## Begin Dataset extract

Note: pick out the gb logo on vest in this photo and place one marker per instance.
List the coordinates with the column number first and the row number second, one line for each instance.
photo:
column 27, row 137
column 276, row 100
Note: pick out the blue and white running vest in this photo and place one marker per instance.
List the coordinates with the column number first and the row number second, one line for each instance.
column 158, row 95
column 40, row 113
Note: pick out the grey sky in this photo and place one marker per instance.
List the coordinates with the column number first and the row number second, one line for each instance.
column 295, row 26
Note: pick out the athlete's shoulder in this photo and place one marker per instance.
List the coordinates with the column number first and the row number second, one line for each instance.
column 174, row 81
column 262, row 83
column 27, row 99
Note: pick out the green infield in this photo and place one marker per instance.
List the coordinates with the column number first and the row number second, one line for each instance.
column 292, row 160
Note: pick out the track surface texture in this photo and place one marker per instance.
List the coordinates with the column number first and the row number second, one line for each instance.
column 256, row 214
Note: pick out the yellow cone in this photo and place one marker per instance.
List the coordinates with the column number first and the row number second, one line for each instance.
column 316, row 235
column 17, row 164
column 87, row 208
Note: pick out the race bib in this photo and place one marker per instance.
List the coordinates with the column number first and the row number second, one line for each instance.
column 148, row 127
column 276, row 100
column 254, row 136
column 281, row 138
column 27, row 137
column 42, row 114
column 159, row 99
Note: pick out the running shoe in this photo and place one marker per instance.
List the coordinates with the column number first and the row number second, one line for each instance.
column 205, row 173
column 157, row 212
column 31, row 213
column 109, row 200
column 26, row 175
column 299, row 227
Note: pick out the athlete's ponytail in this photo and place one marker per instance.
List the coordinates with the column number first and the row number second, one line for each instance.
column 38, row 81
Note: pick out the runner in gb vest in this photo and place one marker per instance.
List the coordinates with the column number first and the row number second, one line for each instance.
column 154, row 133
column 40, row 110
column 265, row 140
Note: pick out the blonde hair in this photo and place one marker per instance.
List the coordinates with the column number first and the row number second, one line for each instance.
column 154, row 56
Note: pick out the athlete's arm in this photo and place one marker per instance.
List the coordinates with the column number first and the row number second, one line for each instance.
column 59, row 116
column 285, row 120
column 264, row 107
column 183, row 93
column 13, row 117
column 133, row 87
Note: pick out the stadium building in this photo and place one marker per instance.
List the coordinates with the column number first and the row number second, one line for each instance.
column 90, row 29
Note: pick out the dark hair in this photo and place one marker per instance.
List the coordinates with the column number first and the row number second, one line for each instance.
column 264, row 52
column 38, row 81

## End Dataset extract

Task to complete: Transcribe exactly, and only, the lines from the one bearing "Note: pick out the race" through the last line of the entries, counting both.

Full response:
Note: pick out the race bib in this photo and place one marker per instance.
List the coordinates with the column number first and the row number second, one line for each instance.
column 148, row 127
column 276, row 100
column 254, row 136
column 281, row 138
column 27, row 137
column 42, row 114
column 159, row 99
Note: pick out the running shoe in this photo and place one marker per instance.
List the coordinates with the column number first and the row number second, one line for each instance.
column 205, row 173
column 157, row 212
column 31, row 213
column 109, row 200
column 26, row 175
column 299, row 227
Note: pick out the athlete's ponytail in this photo and place one marker per instance.
List the coordinates with the column number first and the row number second, one line for each instance.
column 38, row 81
Note: pick out the runner in gb vest in this photo and place one marker per instance.
List the coordinates with the column number first and the row number second, one line for each instance.
column 154, row 133
column 40, row 110
column 265, row 140
Note: pick out the blonde hair in this photo and place one marker per instance.
List the coordinates with the column number first and the row number second, one line for each instance.
column 154, row 56
Note: pick out the athlete's arm in this photo and place one marker per instance.
List the coordinates with the column number first and the row number second, one line for each instance.
column 59, row 116
column 285, row 120
column 264, row 107
column 183, row 93
column 13, row 117
column 133, row 87
Note: pick out the stadium building in this photo and place one marker per instance.
List the coordinates with the column number first and the row number second, one line for each instance.
column 90, row 29
Note: pick out the dark hair in this photo and place one marker per instance.
List the coordinates with the column number first and the row number second, one line for each instance.
column 264, row 52
column 38, row 81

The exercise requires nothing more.